--- REQUIRED WORK ---
Every entry below must appear again, exactly as written.

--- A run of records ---
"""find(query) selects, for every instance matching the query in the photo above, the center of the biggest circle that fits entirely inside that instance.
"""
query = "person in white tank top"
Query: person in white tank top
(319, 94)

--- SOLVED EXERCISE ---
"""find(query) selects, for every instance matching the query in the photo above, the center of the biggest circle that fits entirely inside that instance.
"""
query = "person in white tank top"
Query: person in white tank top
(319, 94)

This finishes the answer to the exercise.